> **Directions**
Please set down every entry from the listing below, word for word.

> **Working data**
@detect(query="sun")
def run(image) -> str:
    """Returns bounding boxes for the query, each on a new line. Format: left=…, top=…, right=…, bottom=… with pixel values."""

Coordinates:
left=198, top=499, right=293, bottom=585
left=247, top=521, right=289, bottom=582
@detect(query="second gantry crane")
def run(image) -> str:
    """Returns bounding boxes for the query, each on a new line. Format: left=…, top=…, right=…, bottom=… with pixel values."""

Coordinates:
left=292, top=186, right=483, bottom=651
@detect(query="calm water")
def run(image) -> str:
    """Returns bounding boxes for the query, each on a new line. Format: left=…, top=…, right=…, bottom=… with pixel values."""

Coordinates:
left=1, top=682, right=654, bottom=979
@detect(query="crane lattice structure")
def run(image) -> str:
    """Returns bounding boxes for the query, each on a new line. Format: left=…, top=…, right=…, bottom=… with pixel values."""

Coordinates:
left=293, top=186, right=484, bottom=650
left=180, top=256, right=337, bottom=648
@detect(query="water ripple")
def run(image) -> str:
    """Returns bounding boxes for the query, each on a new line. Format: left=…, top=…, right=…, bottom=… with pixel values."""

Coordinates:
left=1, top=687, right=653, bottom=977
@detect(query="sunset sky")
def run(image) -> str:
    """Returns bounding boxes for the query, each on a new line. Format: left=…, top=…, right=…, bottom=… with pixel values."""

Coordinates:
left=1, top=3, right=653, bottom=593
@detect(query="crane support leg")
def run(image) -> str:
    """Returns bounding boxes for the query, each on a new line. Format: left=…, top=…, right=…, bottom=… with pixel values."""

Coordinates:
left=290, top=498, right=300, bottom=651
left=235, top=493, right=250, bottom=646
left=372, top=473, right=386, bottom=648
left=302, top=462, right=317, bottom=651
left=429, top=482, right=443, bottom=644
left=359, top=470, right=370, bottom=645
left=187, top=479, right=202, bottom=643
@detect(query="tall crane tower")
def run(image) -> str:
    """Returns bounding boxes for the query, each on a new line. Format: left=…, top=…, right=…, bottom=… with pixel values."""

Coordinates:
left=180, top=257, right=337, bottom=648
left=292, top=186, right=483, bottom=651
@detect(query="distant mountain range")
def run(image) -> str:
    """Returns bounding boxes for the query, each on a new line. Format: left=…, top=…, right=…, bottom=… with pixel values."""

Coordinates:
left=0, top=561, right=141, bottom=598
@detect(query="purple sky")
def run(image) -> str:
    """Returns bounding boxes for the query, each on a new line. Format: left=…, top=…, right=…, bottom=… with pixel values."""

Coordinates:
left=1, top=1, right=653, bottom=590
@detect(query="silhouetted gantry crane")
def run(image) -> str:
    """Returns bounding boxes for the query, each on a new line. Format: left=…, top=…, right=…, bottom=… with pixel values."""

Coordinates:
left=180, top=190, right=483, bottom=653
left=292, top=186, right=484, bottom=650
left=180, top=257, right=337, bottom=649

> **Result for this exercise**
@detect(query="sun")
def run(image) -> str:
    """Returns bounding boxes for the query, each on a new line. Format: left=…, top=…, right=…, bottom=… with pixel values."""

Coordinates:
left=198, top=499, right=293, bottom=585
left=247, top=521, right=289, bottom=582
@detect(query="second gantry crane")
def run(image) -> str:
    """Returns bounding boxes for the query, each on a new line. Format: left=…, top=…, right=…, bottom=… with pixel values."""

Coordinates:
left=292, top=186, right=483, bottom=651
@detect(query="calm water")
def run(image) -> str:
    """Returns bounding boxes for the query, each on a new line. Format: left=…, top=…, right=…, bottom=… with pixel values."""

Coordinates:
left=1, top=682, right=654, bottom=979
@detect(query="crane lattice structure")
def run(image) -> str:
    """Returns bounding boxes for the query, each on a new line. Format: left=…, top=…, right=…, bottom=… with pixel values."""

Coordinates:
left=293, top=186, right=484, bottom=650
left=180, top=256, right=337, bottom=648
@detect(query="water ripple")
def run(image) -> str:
    """Returns bounding boxes for the query, each on a new line. Format: left=…, top=…, right=…, bottom=… with pixel values."""

Coordinates:
left=1, top=687, right=653, bottom=977
@detect(query="sunset sky")
def run(image) -> str:
    """Returns bounding boxes for the query, each on a new line. Format: left=…, top=…, right=…, bottom=… with pixel values."""

Coordinates:
left=1, top=3, right=653, bottom=593
@detect(query="crane support leg")
def run(image) -> str:
    """Returns bounding boxes for the query, each on a new line. Format: left=…, top=…, right=…, bottom=… with pixel values."""

Coordinates:
left=290, top=498, right=300, bottom=651
left=235, top=493, right=250, bottom=646
left=372, top=473, right=386, bottom=648
left=302, top=462, right=317, bottom=651
left=429, top=482, right=443, bottom=644
left=359, top=470, right=370, bottom=645
left=187, top=479, right=202, bottom=643
@detect(query="tall crane tower")
def run(image) -> str:
    """Returns bounding boxes for the query, each on a new line. Format: left=…, top=…, right=…, bottom=… with pixel values."""

Coordinates:
left=180, top=257, right=337, bottom=648
left=292, top=186, right=483, bottom=651
@detect(query="distant mountain range")
def run(image) -> str:
    """Returns bounding boxes for the query, each on a new line. Format: left=…, top=…, right=…, bottom=… with pixel values."""

Coordinates:
left=0, top=561, right=141, bottom=598
@detect(query="purple sky")
def run(image) -> str:
    """Returns bounding boxes for the query, each on a new line. Format: left=…, top=…, right=…, bottom=… with pixel values."""

Coordinates:
left=1, top=1, right=653, bottom=590
@detect(query="silhouetted gantry crane")
def run(image) -> str:
    """Returns bounding boxes for the query, each on a new line. Format: left=…, top=…, right=…, bottom=… with pixel values."""

Coordinates:
left=180, top=190, right=483, bottom=653
left=292, top=186, right=484, bottom=650
left=180, top=257, right=337, bottom=649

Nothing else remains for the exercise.